#### THE REQUEST:
Reproduce the whole listing, character for character.

Records from a point labeling set
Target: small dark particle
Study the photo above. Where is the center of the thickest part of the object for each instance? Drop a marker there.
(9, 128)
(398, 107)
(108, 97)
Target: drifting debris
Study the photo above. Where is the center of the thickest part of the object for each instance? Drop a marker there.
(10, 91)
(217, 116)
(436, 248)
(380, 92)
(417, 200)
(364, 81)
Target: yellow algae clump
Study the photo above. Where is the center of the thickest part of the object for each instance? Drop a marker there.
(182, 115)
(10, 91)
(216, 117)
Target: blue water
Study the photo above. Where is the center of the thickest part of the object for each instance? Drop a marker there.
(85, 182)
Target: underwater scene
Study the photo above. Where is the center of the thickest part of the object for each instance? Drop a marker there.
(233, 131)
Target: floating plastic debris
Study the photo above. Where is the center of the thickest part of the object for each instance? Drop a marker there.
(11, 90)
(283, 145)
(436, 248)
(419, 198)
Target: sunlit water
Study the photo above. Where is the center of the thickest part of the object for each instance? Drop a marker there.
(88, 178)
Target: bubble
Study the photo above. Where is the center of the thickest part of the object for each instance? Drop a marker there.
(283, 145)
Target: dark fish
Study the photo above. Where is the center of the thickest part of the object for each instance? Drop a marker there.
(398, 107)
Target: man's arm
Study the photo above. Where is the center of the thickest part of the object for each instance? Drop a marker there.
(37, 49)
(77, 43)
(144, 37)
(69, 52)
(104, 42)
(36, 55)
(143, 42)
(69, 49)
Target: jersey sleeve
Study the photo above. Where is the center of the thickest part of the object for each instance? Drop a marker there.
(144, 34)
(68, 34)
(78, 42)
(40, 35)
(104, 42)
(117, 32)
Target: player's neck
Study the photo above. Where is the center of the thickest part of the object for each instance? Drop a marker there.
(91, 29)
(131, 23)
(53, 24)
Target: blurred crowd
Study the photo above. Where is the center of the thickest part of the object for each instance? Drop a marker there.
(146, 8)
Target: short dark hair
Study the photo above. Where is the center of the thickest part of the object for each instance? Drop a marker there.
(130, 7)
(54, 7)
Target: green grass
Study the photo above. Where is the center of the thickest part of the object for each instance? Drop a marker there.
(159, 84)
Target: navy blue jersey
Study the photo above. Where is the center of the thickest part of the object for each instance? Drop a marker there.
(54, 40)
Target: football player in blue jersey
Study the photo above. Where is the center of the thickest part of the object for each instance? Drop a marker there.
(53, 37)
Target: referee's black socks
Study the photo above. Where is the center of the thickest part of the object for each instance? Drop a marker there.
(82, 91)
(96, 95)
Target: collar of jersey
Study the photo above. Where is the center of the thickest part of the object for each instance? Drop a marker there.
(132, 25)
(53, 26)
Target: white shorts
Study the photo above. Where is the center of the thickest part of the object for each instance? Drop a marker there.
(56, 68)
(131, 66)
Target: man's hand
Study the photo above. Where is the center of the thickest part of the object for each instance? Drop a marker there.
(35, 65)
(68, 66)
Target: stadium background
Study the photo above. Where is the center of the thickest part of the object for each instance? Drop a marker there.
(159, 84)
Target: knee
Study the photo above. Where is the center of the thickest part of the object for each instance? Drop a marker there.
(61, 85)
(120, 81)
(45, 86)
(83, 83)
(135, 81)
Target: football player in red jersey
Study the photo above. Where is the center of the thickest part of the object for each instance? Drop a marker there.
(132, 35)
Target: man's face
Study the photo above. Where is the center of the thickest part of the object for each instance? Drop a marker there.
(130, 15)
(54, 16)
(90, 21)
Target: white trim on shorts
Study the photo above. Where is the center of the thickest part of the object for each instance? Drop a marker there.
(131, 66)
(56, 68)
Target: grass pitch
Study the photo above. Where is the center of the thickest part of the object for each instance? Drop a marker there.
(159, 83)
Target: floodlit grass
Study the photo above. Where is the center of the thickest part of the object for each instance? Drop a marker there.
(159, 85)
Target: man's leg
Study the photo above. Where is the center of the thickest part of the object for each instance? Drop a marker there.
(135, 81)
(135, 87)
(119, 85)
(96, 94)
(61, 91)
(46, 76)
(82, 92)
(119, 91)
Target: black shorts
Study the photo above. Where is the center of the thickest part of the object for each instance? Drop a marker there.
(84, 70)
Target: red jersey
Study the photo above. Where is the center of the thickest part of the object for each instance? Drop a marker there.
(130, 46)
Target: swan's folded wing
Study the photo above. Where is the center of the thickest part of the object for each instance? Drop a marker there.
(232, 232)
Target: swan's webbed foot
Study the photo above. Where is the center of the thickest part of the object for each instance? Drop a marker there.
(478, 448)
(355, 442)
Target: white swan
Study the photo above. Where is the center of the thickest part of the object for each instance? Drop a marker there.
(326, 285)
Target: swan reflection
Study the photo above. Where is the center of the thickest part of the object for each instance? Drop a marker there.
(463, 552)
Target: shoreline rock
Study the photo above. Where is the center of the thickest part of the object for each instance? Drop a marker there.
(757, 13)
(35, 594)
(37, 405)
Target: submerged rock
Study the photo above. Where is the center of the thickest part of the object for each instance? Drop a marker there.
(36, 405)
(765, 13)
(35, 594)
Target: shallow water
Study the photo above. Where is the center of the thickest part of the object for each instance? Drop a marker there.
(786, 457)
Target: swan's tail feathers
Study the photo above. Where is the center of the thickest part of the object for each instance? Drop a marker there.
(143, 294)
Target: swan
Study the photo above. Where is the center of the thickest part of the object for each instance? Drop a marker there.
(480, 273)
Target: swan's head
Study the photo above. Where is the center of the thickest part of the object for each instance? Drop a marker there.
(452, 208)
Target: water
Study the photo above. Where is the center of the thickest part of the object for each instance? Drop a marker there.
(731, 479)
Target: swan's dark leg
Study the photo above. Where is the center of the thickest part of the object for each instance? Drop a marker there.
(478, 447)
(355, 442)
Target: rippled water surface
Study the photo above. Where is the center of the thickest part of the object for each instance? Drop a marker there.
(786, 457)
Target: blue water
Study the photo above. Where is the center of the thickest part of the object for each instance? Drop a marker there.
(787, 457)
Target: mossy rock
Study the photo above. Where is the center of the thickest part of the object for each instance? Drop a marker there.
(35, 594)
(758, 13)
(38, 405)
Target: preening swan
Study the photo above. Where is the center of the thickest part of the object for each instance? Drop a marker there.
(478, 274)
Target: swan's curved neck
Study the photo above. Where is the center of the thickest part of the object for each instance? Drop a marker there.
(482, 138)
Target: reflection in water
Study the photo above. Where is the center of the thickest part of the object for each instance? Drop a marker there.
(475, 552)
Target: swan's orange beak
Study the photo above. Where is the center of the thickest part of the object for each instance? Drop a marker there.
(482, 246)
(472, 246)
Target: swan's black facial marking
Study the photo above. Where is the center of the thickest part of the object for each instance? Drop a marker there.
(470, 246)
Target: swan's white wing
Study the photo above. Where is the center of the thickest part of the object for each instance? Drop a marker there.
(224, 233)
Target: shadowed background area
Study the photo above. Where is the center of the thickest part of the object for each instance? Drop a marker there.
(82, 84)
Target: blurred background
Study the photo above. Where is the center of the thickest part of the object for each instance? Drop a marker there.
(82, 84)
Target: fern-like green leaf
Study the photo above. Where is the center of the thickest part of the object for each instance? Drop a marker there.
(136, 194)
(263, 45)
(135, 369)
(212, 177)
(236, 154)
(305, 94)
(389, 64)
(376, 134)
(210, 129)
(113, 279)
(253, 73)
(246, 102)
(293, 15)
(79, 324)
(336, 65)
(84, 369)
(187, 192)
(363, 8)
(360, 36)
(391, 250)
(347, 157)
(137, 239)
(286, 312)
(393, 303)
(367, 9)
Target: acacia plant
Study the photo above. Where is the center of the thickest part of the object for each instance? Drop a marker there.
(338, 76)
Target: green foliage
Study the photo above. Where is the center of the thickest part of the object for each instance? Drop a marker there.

#### SOLUTION TO THIS EXERCISE:
Target: small dark particle
Study the photo above. Where is the center of the thickest part of the object for each instance? Drop a marker there.
(9, 128)
(398, 107)
(108, 97)
Target: drifting debris
Study the photo above. Where is the center of the thickest part of the object for each instance? Drop a marker there.
(10, 91)
(217, 116)
(436, 248)
(380, 92)
(417, 200)
(364, 81)
Target: yellow algae clump
Study the photo above. Where is the center of the thickest part of the object for each instance? Drop a marker there.
(182, 115)
(10, 91)
(216, 117)
Target: blue water
Study the photo above. Where is the center of the thickest part of the object for each instance? Drop a marker there.
(85, 182)
Target: underwater scene
Study the photo above. Where is the center of the thickest part of the object for each instance? Drop a marker there.
(233, 131)
Target: floating plastic debris
Study the photo above. Where is the center of the thickest part of the object for each instance? Drop a marker there.
(11, 90)
(283, 145)
(436, 248)
(419, 198)
Target: sunlit water
Study the photo above. Where is the center of the thickest part of the object for each instance? Drop a marker there.
(88, 178)
Target: bubble
Study the photo above. Where is the center of the thickest part of the object for each instance? Drop a marker there.
(283, 145)
Target: dark fish
Study the photo above. Where is the center of the thickest part of the object for each instance? Drop a marker there.
(398, 107)
Target: man's arm
Study the photo above. Where is the center of the thickest part of the object for each instance? Drop a marker there.
(37, 49)
(77, 43)
(144, 37)
(69, 52)
(104, 42)
(36, 55)
(143, 42)
(69, 49)
Target: jersey sleeve
Study the photo above. Where is the center of the thickest part of the object for each instance? Drop a marker there.
(144, 34)
(68, 34)
(78, 42)
(40, 35)
(104, 42)
(117, 32)
Target: player's neck
Study the photo above. Where is the center of the thickest part of the object for each instance? Drop a marker there.
(91, 29)
(131, 23)
(53, 24)
Target: blurred crowd
Study the photo above. Where is the center of the thickest part of the object for each instance? Drop a marker there.
(146, 8)
Target: short dark hair
Study the photo above. Where is the center of the thickest part of the object for each instance? Drop a marker there.
(130, 7)
(54, 7)
Target: green grass
Study the photo above. Where is the center of the thickest part of the object for each instance? Drop a marker there.
(159, 84)
Target: navy blue jersey
Study the photo above. Where is the center of the thickest part of the object for each instance? Drop a marker there.
(54, 40)
Target: football player in blue jersey
Study the photo above. Where is the center of the thickest part of the object for each instance? Drop a marker there.
(53, 37)
Target: referee's black socks
Study the photo above. Where is the center of the thickest part of the object for each instance? Drop a marker there.
(82, 91)
(96, 95)
Target: collar of jersey
Study the photo above. Where is the center of the thickest part of the object for each instance? Drop a marker there.
(132, 25)
(53, 26)
Target: white shorts
Study the photo above. Where is the center of the thickest part of the object for each instance? Drop a marker there.
(56, 68)
(131, 66)
Target: man's hand
Study the photo above. Where is the center of the thickest part of the object for each instance? Drop a marker there.
(35, 65)
(68, 66)
Target: stadium background
Study the photo above. Where is the center of the thickest part of the object for each instance? Drop a marker there.
(159, 84)
Target: knee
Study the photo above. Where is the center of the thickest part of the object for each instance? Drop a marker there.
(61, 85)
(120, 81)
(45, 86)
(83, 83)
(135, 81)
Target: football player in red jersey
Study the photo above. Where is the center of the thickest part of the object for each instance? Drop a marker there.
(132, 35)
Target: man's face
Study the photo above. Where is the center of the thickest part of the object for each instance? Drop a marker there.
(130, 15)
(54, 16)
(90, 21)
Target: white trim on shorts
Study the photo above. Where is the center of the thickest part of the object for each instance? Drop a marker there.
(131, 66)
(56, 68)
Target: grass pitch
Study the photo above. Where is the center of the thickest part of the object for each instance? Drop a marker there.
(159, 83)
Target: floodlit grass
Study the photo above. Where is the center of the thickest part of the object for each instance? Drop a marker there.
(159, 85)
Target: man's leg
Study the photo above. Where is the center of the thickest part of the object for each instance? Drop a marker there.
(135, 81)
(135, 87)
(119, 85)
(96, 94)
(61, 91)
(46, 76)
(82, 92)
(119, 91)
Target: black shorts
Study the photo above. Where is the center of the thickest part of the object for each instance? Drop a marker there.
(84, 70)
Target: red jersey
Study the photo above. Where is the center of the thickest part of the object for each instance? Drop a marker there.
(130, 46)
Target: swan's folded wing
Study the photo above. Where is the center of the thickest part of the object for each instance? Drop a marker there.
(232, 232)
Target: swan's webbed foot
Study the photo above. Where is the center of the thickest part of the object for each instance? Drop a marker there.
(478, 448)
(355, 442)
Target: white swan
Study the photo above. Where is the center of the thickest part of the object for each instance? Drop a marker there.
(326, 285)
Target: swan reflection
Study the photo above. Where is the center of the thickest part of the object for each instance? Drop a marker there.
(463, 552)
Target: shoreline rock
Study the photo above. Where is the center of the thickest part of the object for each instance? Drop a marker there.
(757, 13)
(35, 594)
(37, 405)
Target: submerged rock
Study the photo above. Where is the center of the thickest part of the object for each instance? Drop a marker there.
(36, 405)
(765, 13)
(35, 594)
Target: shallow water
Study the photo above. Where is the center of the thickest part of the object for each instance? Drop a marker there.
(786, 457)
Target: swan's tail feathers
Study the photo above. Where is the center of the thickest part of the object for each instance? Drop a marker there.
(143, 294)
Target: swan
Study the photo above. Where is the center of the thickest part of the object for each instance? Drop a marker there.
(480, 273)
Target: swan's head
Study the photo above. Where is the center of the thickest part of the object for each instance? Drop a marker there.
(452, 208)
Target: water
Study the photo above. Where is the center of the thickest part of the object for each instance? Drop a marker there.
(731, 479)
Target: swan's dark leg
Study the photo above. Where is the center of the thickest part of the object for each instance? Drop a marker there.
(478, 447)
(355, 442)
Target: rippled water surface
Study the photo above. Where is the center of the thickest part of the object for each instance? Drop a marker there.
(786, 457)
Target: blue water
Study the photo above. Where is the center of the thickest part of the object for each instance? Drop a marker there.
(787, 457)
Target: mossy rock
Study the photo above. Where is the center of the thickest part of the object for each instance? Drop a marker there.
(35, 594)
(758, 13)
(38, 405)
Target: preening swan
Study the photo above. Where is the center of the thickest part of the object for each instance? Drop a marker there.
(478, 274)
Target: swan's curved neck
Study the photo above. Where is the center of the thickest part of the object for each instance? Drop a marker there.
(482, 138)
Target: reflection in water
Study the photo above. Where is the center of the thickest part of the object for each instance? Drop a marker there.
(475, 552)
Target: swan's orange beak
Study the photo above. Where is the center of the thickest part of the object for each instance? Drop a marker there.
(482, 246)
(472, 246)
Target: swan's black facial marking
Study the photo above. Where is the center of the thickest part of the object for each instance? Drop a marker there.
(470, 246)
Target: swan's white wing
Study the photo above. Where is the center of the thickest part of the object for each instance? Drop a marker there.
(224, 233)
Target: shadowed background area
Study the photo above. Where is the center of the thickest part of the object for each instance? Drop a marker there.
(82, 84)
Target: blurred background
Study the photo above. Where is the center of the thickest part of the object for each instance? Drop a marker there.
(82, 84)
Target: fern-like green leaf
Study the photo above. Where is the center of the thickest part of the object for each instance? Drop a marker there.
(136, 194)
(263, 45)
(135, 369)
(212, 177)
(236, 154)
(305, 94)
(389, 64)
(376, 134)
(210, 129)
(113, 279)
(253, 73)
(246, 102)
(293, 15)
(79, 324)
(336, 65)
(84, 369)
(187, 192)
(363, 8)
(360, 36)
(391, 250)
(347, 157)
(137, 239)
(286, 312)
(393, 303)
(367, 9)
Target: acacia plant
Study the photo above. Where is the center of the thickest part of the object for each instance? Drop a marker there.
(338, 76)
Target: green foliage
Study the photo above. Where is the center of the thickest part of the object for each instance? Drop a marker there.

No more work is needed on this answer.